EXERCISE REQUIREMENTS: Please count the lines in the entries below that contain the word "castle" and give only that number.

Image entries about named regions
★ ★ ★ ★ ★ ★ ★

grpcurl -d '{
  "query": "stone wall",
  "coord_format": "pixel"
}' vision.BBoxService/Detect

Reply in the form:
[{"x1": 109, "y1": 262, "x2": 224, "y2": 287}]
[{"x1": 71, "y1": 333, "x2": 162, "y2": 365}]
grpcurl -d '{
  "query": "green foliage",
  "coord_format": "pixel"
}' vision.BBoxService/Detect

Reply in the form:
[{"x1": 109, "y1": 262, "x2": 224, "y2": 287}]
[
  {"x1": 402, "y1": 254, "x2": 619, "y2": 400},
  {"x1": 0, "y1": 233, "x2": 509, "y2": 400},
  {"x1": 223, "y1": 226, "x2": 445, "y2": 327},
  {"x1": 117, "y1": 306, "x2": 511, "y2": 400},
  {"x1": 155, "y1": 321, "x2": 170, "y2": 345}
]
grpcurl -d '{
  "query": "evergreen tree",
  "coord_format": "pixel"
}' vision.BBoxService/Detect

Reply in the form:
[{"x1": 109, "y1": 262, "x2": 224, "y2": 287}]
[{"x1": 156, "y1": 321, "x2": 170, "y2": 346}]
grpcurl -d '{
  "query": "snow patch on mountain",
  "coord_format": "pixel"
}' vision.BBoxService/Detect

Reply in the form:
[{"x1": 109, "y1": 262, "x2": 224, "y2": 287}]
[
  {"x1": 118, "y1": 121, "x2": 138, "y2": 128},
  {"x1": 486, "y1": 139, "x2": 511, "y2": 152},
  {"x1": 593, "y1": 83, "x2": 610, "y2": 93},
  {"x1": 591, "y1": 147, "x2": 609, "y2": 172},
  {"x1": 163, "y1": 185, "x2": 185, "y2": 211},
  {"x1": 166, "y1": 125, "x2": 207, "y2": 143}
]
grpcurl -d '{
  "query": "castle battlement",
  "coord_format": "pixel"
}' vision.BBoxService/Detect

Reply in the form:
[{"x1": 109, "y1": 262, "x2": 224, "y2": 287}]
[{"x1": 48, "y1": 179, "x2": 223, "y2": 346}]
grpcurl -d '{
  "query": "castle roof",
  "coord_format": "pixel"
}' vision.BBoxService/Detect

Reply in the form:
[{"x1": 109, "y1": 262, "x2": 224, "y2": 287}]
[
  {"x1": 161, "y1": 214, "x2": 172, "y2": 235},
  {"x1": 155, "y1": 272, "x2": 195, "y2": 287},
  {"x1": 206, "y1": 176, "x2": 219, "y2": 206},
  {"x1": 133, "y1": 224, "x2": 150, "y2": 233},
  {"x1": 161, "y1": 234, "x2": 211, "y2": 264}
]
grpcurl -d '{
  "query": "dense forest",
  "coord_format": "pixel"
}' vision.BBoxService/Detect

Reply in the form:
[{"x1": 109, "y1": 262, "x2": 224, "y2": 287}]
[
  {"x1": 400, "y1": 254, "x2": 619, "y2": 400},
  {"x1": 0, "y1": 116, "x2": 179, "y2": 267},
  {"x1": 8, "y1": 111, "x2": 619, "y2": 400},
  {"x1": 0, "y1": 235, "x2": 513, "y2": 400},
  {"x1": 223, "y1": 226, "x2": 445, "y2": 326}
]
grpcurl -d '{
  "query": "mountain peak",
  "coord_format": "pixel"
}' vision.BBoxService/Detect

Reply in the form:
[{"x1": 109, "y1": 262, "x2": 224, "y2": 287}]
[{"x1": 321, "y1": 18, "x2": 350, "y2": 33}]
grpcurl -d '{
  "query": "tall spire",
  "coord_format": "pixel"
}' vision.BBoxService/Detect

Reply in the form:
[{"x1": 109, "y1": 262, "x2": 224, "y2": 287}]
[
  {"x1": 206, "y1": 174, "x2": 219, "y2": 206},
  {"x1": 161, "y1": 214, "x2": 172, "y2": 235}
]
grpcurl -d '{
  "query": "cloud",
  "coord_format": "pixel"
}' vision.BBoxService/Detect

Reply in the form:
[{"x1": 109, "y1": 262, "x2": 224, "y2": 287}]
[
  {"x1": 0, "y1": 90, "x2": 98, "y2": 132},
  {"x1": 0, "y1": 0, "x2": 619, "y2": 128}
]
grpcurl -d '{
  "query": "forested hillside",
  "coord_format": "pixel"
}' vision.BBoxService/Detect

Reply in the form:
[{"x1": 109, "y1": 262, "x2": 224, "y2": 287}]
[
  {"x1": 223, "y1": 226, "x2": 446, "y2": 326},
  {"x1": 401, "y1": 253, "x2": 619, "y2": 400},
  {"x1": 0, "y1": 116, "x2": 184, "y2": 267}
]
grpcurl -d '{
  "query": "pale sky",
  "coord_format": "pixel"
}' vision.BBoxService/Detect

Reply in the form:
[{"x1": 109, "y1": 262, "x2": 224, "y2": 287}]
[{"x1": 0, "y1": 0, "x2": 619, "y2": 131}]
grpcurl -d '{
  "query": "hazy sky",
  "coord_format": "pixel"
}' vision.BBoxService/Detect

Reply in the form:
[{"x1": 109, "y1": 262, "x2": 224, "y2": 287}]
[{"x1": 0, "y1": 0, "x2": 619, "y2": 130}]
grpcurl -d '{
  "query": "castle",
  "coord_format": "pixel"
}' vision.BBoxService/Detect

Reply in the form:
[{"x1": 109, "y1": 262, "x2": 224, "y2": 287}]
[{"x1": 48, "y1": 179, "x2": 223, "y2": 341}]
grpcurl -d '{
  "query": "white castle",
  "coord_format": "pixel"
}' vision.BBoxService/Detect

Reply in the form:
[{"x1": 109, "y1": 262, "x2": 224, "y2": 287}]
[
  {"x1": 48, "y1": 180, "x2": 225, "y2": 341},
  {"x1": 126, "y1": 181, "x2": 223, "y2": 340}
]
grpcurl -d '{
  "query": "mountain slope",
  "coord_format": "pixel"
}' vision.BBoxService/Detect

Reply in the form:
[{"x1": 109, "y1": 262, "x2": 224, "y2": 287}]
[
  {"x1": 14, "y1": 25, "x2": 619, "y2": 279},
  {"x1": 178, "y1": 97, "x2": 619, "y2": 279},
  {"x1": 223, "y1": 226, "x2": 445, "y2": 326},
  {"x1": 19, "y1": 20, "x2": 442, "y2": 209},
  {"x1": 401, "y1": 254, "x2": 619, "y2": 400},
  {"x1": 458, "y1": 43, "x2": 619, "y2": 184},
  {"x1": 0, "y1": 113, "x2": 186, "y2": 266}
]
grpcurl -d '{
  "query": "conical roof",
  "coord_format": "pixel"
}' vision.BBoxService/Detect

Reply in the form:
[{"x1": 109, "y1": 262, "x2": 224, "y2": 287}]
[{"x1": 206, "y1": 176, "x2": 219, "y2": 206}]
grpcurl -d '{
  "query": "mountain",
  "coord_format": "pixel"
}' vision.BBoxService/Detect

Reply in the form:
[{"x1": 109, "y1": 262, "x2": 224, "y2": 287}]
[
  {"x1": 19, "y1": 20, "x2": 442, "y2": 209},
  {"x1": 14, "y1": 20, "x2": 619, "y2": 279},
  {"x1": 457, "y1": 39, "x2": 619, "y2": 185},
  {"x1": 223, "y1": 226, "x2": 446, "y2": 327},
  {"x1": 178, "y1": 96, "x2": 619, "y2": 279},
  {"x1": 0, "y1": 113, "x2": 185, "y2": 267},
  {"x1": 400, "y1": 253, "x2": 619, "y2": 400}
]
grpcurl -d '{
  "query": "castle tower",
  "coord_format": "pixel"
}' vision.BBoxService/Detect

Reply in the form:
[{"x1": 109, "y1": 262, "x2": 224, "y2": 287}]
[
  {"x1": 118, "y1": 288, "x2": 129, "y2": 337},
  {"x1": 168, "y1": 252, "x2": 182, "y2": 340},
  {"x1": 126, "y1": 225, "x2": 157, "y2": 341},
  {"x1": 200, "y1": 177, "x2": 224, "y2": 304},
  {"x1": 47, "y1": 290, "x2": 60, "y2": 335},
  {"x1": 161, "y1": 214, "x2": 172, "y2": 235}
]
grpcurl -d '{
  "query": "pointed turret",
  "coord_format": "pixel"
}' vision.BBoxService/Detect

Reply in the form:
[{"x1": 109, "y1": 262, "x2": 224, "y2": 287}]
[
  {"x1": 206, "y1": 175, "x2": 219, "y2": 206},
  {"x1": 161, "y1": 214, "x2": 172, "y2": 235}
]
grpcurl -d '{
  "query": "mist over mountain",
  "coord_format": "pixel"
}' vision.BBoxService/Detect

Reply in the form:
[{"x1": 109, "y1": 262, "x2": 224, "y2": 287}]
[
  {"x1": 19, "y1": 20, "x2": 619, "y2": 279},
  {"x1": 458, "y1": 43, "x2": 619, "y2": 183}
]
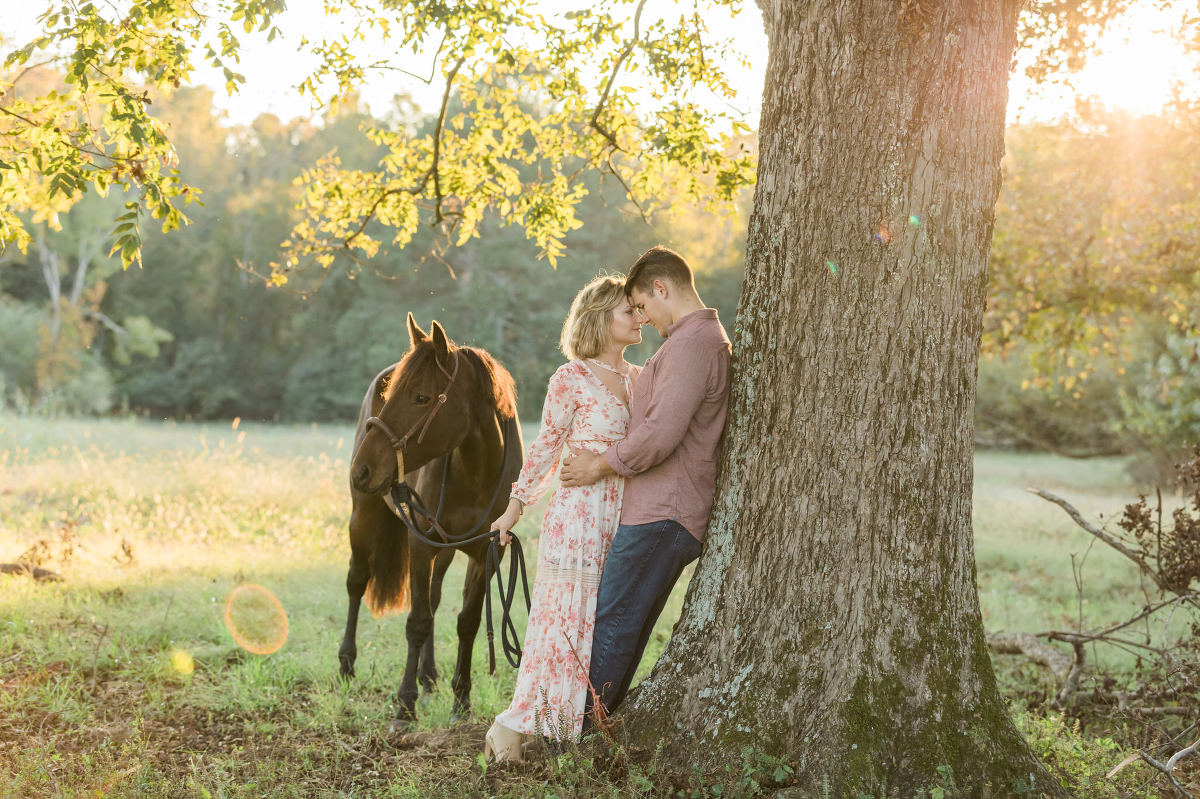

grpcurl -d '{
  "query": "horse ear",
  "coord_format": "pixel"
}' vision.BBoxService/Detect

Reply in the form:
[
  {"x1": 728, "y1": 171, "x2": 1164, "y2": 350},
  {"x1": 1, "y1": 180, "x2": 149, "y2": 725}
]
[
  {"x1": 432, "y1": 319, "x2": 450, "y2": 361},
  {"x1": 408, "y1": 311, "x2": 430, "y2": 347}
]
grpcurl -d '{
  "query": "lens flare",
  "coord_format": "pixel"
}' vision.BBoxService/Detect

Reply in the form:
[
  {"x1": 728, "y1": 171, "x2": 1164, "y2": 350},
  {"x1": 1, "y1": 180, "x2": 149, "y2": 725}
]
[
  {"x1": 224, "y1": 583, "x2": 288, "y2": 655},
  {"x1": 170, "y1": 649, "x2": 196, "y2": 674}
]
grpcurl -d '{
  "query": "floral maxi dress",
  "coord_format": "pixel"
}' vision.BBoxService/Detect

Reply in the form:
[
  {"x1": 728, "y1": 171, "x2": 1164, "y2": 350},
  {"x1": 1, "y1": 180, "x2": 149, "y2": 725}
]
[{"x1": 496, "y1": 361, "x2": 632, "y2": 740}]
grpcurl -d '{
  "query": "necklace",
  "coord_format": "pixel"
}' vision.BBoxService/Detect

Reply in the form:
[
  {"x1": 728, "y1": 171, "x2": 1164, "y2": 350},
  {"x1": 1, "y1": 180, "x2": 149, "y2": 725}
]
[{"x1": 586, "y1": 358, "x2": 628, "y2": 377}]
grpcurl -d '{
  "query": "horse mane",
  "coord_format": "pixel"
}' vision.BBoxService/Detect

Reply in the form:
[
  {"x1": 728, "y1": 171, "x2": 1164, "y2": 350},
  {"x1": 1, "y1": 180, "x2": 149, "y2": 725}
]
[
  {"x1": 383, "y1": 341, "x2": 517, "y2": 419},
  {"x1": 458, "y1": 347, "x2": 517, "y2": 419}
]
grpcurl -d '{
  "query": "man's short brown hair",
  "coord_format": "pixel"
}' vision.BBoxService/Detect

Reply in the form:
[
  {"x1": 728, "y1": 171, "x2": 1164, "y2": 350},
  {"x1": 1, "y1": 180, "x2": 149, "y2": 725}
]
[{"x1": 625, "y1": 246, "x2": 696, "y2": 295}]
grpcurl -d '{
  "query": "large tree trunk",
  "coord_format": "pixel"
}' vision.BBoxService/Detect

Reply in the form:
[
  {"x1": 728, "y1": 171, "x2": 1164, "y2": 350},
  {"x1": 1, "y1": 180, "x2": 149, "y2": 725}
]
[{"x1": 624, "y1": 0, "x2": 1061, "y2": 797}]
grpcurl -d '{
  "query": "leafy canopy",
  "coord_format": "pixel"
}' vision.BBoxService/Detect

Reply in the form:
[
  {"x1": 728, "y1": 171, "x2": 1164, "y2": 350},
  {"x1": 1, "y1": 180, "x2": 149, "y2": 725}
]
[{"x1": 0, "y1": 0, "x2": 754, "y2": 271}]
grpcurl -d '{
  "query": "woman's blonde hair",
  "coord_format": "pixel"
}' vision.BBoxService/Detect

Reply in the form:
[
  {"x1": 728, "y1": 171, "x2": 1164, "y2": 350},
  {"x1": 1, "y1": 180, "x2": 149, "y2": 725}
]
[{"x1": 558, "y1": 275, "x2": 625, "y2": 359}]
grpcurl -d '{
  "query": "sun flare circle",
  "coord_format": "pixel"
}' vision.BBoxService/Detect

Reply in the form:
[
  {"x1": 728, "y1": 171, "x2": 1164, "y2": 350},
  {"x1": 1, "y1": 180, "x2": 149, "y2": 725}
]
[{"x1": 224, "y1": 583, "x2": 288, "y2": 655}]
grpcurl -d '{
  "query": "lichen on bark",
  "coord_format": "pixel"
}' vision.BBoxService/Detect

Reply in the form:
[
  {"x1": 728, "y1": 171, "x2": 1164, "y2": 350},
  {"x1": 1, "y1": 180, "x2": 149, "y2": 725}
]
[{"x1": 624, "y1": 0, "x2": 1062, "y2": 798}]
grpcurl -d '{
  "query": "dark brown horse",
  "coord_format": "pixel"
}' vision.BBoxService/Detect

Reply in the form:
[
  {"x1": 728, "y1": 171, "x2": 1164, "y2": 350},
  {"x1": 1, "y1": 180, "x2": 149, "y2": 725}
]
[{"x1": 337, "y1": 314, "x2": 522, "y2": 729}]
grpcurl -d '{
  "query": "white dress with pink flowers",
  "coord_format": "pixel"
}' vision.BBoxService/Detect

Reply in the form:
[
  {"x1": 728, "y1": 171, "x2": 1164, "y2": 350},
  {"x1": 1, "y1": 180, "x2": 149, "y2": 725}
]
[{"x1": 496, "y1": 361, "x2": 632, "y2": 740}]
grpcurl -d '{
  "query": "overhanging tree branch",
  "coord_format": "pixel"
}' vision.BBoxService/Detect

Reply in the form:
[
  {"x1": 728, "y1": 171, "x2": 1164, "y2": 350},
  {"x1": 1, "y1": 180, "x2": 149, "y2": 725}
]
[{"x1": 589, "y1": 0, "x2": 646, "y2": 150}]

★ ★ ★ ★ ★ ★ ★

ANSWER TO THIS EXERCISE: 5